--- Page text ---
Give the interpretation of the concepts dimensions in the latent space into a human-readable format. The interpretation is a mapping between the concepts indices and a list of inputs allowing to interpret them. The granularity of input examples is determined by the activation_granularity class attribute.

The returned inputs are the most activating inputs for the concepts.

If all activations are zero, the corresponding concept interpretation is set to None.

Parameters:

Name Type Description Default

concepts_indices

int | list[int] | Literal['all']

The indices of the concepts to interpret. If "all", all concepts are interpreted.

'all'

inputs

list[str] | None

The inputs to use for the interpretation. Necessary if not use_vocab,as examples are extracted from the inputs.

[Natural language descriptions of regions]
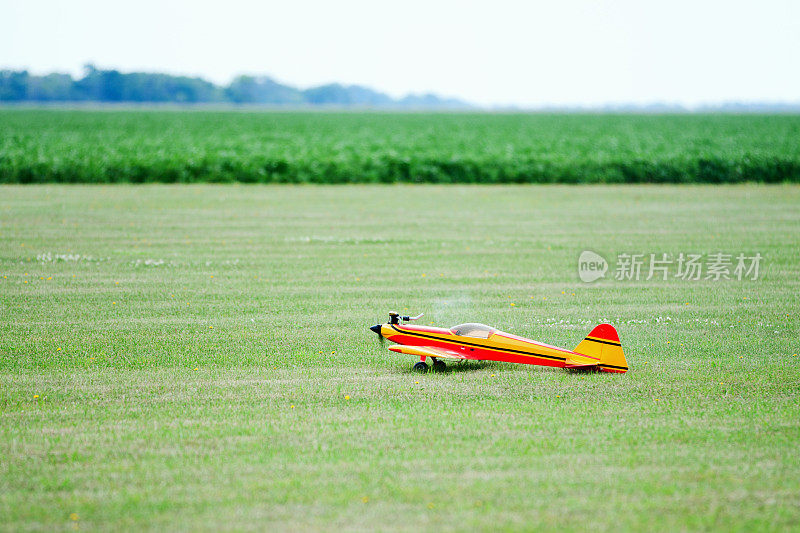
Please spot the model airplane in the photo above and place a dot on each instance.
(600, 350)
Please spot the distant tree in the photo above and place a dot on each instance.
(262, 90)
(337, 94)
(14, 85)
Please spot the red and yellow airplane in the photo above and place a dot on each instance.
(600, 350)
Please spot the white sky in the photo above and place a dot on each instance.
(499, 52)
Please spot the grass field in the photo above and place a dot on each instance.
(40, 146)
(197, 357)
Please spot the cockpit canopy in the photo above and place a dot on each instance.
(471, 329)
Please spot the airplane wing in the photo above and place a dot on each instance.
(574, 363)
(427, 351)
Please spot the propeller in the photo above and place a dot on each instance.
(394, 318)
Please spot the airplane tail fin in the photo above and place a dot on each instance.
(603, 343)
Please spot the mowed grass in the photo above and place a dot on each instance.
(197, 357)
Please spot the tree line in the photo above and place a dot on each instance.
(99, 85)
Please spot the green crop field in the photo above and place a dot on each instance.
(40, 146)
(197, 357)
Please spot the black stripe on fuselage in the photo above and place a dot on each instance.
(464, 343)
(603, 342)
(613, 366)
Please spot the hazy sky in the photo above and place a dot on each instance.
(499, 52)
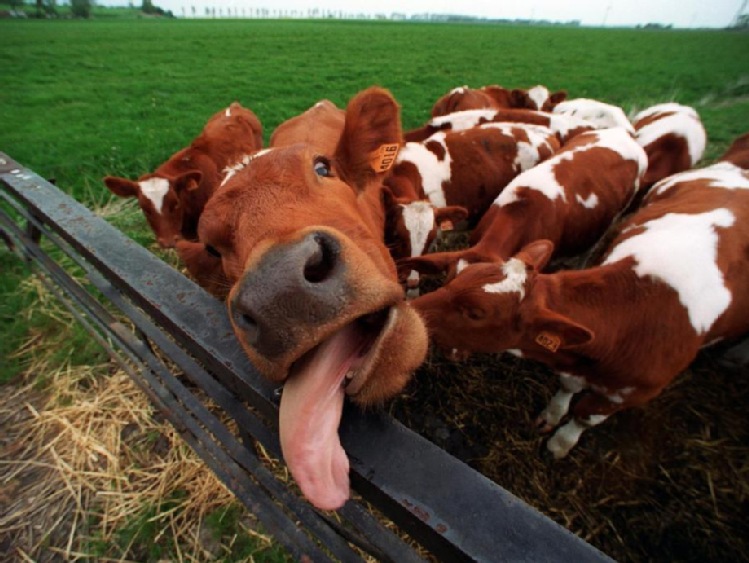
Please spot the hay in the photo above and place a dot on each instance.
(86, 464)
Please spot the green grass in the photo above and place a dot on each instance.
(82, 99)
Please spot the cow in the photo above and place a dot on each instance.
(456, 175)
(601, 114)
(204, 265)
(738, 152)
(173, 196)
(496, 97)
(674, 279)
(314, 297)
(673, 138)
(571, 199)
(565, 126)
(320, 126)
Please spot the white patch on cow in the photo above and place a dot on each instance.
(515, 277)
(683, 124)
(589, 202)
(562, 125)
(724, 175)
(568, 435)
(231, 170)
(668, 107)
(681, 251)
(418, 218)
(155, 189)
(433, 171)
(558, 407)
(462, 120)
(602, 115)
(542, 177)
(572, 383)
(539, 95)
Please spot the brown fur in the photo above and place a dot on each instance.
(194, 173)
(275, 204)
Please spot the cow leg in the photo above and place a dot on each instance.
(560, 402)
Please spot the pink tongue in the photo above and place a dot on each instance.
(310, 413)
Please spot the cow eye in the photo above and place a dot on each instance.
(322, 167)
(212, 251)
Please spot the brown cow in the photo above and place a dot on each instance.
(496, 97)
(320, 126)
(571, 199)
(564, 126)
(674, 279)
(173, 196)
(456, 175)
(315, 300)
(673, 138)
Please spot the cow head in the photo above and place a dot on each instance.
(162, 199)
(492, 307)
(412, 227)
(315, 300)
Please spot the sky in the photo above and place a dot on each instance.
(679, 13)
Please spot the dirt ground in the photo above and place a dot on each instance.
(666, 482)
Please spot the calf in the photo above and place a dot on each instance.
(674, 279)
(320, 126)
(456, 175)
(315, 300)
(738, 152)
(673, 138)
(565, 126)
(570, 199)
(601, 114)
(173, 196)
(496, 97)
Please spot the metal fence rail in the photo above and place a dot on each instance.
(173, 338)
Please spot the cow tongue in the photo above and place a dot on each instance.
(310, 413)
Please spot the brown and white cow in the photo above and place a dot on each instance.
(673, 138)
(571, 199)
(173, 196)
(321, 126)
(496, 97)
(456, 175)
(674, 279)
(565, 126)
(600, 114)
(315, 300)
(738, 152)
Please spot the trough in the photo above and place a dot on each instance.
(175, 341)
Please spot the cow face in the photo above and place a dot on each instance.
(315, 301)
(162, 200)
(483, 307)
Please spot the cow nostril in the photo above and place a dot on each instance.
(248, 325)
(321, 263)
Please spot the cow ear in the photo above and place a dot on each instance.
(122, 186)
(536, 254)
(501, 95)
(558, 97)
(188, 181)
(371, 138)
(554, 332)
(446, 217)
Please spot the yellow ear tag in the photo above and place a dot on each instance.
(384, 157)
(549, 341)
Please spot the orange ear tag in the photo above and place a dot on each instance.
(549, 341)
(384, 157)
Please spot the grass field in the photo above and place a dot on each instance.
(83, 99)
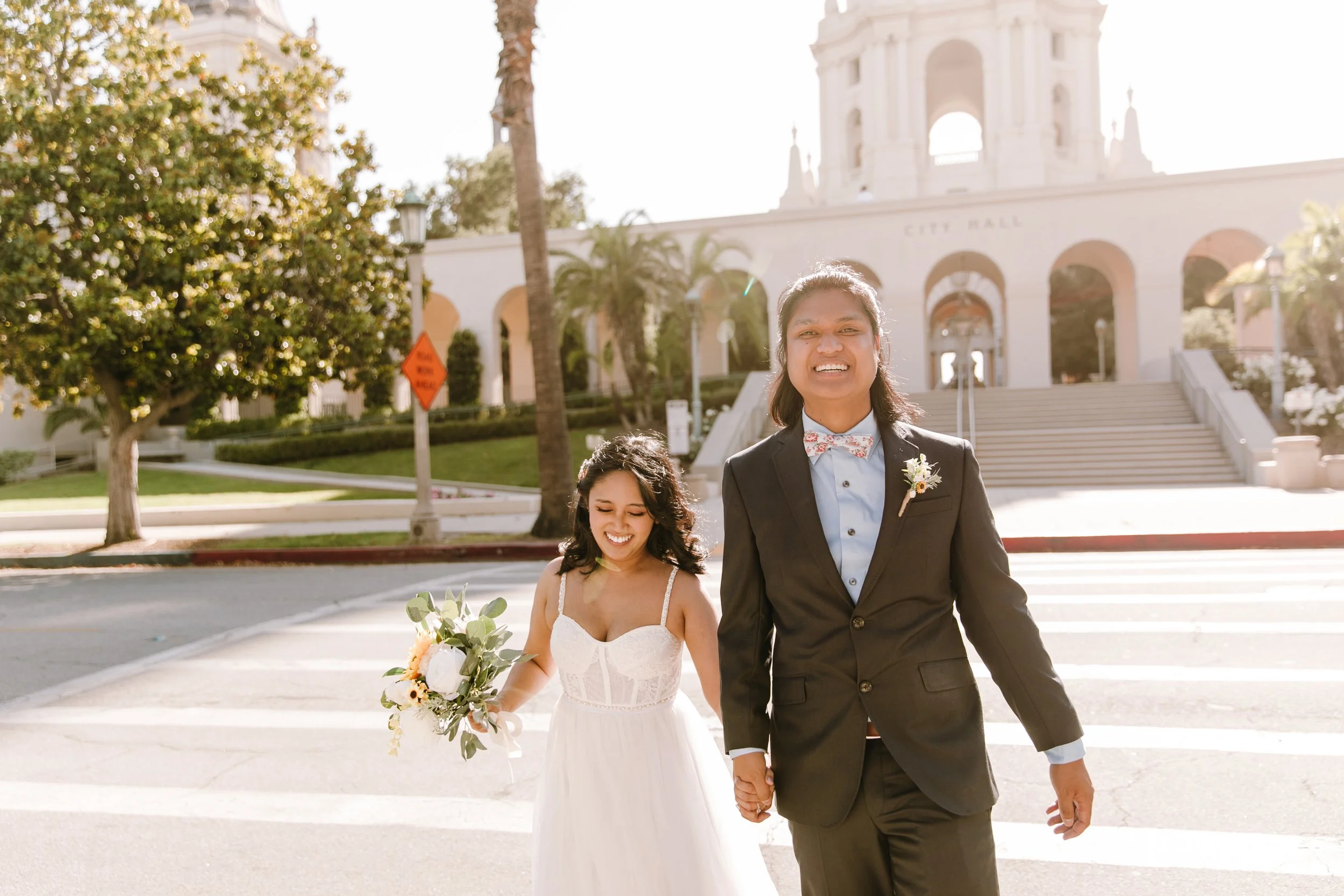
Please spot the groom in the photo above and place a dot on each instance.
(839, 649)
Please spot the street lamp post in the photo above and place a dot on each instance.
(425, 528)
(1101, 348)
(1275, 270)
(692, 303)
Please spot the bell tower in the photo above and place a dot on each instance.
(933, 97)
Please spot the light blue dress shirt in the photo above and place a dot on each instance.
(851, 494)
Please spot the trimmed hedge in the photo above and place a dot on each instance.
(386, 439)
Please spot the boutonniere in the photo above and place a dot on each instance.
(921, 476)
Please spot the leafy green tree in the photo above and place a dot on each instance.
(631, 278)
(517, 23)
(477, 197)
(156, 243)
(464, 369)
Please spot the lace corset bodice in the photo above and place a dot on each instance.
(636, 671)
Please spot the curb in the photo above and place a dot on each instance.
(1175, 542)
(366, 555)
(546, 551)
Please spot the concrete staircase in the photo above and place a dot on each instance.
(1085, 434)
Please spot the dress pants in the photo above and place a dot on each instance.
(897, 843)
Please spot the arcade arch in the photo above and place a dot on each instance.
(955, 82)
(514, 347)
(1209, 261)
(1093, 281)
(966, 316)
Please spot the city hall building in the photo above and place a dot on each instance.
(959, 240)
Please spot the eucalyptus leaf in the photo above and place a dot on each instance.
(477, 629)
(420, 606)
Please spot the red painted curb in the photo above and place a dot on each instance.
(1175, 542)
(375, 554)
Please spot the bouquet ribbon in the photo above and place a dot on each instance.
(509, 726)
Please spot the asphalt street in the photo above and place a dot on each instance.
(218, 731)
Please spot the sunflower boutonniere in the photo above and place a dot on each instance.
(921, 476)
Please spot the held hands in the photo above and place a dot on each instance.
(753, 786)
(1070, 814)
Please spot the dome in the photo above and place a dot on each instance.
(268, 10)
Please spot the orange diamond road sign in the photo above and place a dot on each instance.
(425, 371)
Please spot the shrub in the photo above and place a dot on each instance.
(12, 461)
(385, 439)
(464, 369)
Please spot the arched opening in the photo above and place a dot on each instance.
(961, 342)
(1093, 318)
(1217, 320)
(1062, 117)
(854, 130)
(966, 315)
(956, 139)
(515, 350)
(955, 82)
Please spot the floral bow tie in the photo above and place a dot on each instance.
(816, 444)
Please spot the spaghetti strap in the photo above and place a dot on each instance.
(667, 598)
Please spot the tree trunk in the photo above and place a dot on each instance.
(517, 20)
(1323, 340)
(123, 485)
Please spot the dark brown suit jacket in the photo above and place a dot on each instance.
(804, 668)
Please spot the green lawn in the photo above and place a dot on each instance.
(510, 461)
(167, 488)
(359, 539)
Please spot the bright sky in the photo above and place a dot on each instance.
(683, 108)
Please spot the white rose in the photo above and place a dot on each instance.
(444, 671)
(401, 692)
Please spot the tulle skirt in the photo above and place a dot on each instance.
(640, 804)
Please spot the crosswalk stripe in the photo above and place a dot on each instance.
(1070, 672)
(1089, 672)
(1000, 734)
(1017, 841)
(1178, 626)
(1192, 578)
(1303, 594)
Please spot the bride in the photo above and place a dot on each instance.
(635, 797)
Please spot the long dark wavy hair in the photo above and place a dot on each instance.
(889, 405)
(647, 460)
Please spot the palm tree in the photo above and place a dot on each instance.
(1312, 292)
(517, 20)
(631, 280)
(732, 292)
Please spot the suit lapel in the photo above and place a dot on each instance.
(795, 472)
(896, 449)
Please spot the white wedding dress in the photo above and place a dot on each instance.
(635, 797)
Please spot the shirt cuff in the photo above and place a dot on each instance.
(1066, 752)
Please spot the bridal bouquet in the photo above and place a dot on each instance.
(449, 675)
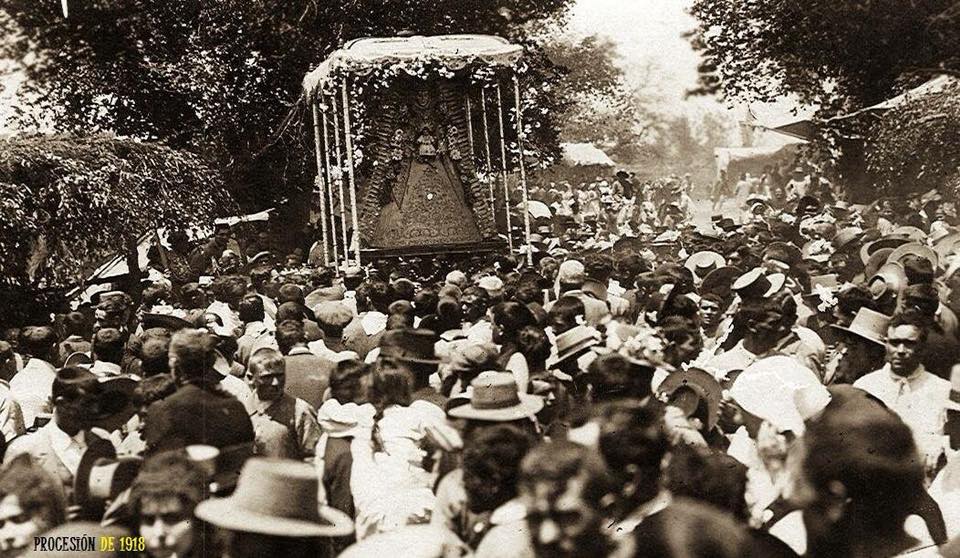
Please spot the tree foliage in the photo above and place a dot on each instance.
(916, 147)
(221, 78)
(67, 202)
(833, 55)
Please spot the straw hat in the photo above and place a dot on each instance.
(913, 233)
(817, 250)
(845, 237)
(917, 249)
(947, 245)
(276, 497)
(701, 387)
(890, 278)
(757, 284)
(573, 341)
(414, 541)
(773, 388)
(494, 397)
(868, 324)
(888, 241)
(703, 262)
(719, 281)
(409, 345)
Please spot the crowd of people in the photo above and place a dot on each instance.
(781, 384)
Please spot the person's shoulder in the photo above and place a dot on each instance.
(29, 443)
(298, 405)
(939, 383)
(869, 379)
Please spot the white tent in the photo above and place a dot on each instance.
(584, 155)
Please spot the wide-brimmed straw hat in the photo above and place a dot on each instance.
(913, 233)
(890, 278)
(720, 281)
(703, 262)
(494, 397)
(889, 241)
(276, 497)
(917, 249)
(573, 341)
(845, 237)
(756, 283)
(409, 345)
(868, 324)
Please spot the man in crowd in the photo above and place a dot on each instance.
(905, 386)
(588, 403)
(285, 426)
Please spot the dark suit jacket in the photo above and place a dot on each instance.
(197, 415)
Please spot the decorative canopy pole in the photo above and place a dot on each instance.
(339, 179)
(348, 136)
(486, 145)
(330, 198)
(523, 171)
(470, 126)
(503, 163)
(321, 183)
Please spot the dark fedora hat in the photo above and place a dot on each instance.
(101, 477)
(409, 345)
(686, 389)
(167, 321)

--- Exercise goal ---
Write the next part of the concept interpretation documentation, picking up after its final sentence. The records have nothing to do with the concept interpretation documentation.

--- Exercise response ---
None

latent_activations

Float[Tensor, 'nl d'] | None

The latent activations matching the inputs. If not provided, it is computed from the inputs.

None

concepts_activations

Float[Tensor, 'nl cpt'] | None

The concepts activations matching the inputs. If not provided, it is computed from the inputs or latent activations.

None

Returns:

Type Description
Mapping[int, Any]

Mapping[int, Any]: The interpretation of the concepts indices.

Source code in interpreto/concepts/interpretations/topk_inputs.py
def interpret(
    self,
    concepts_indices: int | list[int] | Literal["all"] = "all",
    inputs: list[str] | None = None,
    latent_activations: LatentActivations | None = None,
    concepts_activations: ConceptsActivations | None = None,
) -> Mapping[int, Any]:
    """
    Give the interpretation of the concepts dimensions in the latent space into a human-readable format.
    The interpretation is a mapping between the concepts indices and a list of inputs allowing to interpret them.
    The granularity of input examples is determined by the `activation_granularity` class attribute.

    The returned inputs are the most activating inputs for the concepts.

    If all activations are zero, the corresponding concept interpretation is set to `None`.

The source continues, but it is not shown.